Data excerpts ->
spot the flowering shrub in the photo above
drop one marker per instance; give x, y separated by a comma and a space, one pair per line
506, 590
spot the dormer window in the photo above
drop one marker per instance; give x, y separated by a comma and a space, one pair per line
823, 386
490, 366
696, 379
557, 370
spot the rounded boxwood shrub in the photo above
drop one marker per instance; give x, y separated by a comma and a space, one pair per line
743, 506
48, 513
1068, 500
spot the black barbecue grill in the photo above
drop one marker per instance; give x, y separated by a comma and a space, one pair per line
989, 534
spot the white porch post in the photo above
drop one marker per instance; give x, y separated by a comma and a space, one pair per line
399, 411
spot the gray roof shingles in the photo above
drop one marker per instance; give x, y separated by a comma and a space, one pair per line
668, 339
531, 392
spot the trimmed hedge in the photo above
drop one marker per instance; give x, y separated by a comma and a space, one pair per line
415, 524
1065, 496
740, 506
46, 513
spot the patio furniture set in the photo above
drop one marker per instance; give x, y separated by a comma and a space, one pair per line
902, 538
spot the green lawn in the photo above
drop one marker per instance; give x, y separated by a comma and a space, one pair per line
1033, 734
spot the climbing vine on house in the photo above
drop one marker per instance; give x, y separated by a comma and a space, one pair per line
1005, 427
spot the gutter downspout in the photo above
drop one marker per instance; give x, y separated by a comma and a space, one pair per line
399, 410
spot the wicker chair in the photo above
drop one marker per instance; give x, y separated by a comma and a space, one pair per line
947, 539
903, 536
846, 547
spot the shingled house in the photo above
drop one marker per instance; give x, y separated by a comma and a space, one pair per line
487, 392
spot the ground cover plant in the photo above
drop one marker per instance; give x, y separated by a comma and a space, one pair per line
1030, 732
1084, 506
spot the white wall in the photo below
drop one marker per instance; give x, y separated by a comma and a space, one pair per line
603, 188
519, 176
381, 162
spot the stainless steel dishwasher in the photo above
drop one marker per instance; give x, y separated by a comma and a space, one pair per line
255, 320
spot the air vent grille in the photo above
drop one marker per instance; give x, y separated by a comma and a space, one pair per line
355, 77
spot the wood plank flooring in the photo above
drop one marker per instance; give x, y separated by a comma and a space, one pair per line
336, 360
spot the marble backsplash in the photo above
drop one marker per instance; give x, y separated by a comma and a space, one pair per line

Task instructions ->
Set down the entries verbatim, leaving none out.

Task output ->
spot the flowering shrub in the photo above
drop one marker per instance; give x, y separated by a comma and a space, one pair per line
506, 590
spot the dormer window in the photo above
drop one marker per instance; give x, y separated by a comma and a space, one pair per line
823, 386
490, 366
696, 379
557, 370
spot the rounded boxwood shrub in the photo above
drop one marker per instance; give x, y separated by a comma and a space, one pair per line
743, 506
48, 513
1068, 500
spot the black barbecue grill in the photo above
drop one marker per instance; give x, y separated by a comma and a space, one pair per line
989, 534
spot the white porch post in the photo above
drop one marker per instance; give x, y separated by a comma and a space, one pair per line
399, 411
spot the gray roof shingles in the photo above
drop one marker per instance; give x, y separated by a comma and a space, one pair per line
668, 339
531, 392
spot the trimmed hedge in the photo above
drop one marker per instance; give x, y separated by a comma and a space, one pair per line
415, 524
1065, 496
740, 506
46, 513
spot the patio furniture set in the photo above
drop one marker per instance; give x, y separated by a comma and a space, one pair per line
902, 538
spot the green lawn in the photo above
drop one marker per instance; give x, y separated by a comma and a space, one pair per line
1033, 734
spot the climbing vine on house in the photo above
drop one marker per instance; give x, y separated by a comma and a space, one pair per line
1005, 427
spot the gutter downspout in the photo above
drop one marker per instance; give x, y separated by a comma and a space, one pair per line
399, 410
spot the wicker chair in the photo above
drop one marker per instance; give x, y separated by a comma and a space, one pair per line
947, 539
903, 536
846, 547
spot the shingled house in the photo above
drop one marker per instance; give x, y separated by a comma and a space, one pair per line
487, 392
spot the ground cover plant in the photo above
drop one marker per instance; give x, y separated by a comma and a space, one pair per line
1030, 732
1084, 506
spot the white wall in the photo below
drop one marker per instance; give x, y separated by a comma and a space, one pair per line
603, 188
519, 176
381, 162
spot the stainless steel dishwasher in the photo above
drop one marker per instance; give x, y separated by a comma and a space, one pair per line
255, 320
spot the air vent grille in the photo above
drop one marker per instance; give x, y separated by a comma and a space, one pair per line
355, 77
spot the wood plank flooring in the photo above
drop one marker per instance; give x, y separated by a comma and a space, one pair per line
336, 360
spot the marble backsplash in the photo above
drop one marker per instance; give x, y separated by a comma and a space, one pair per line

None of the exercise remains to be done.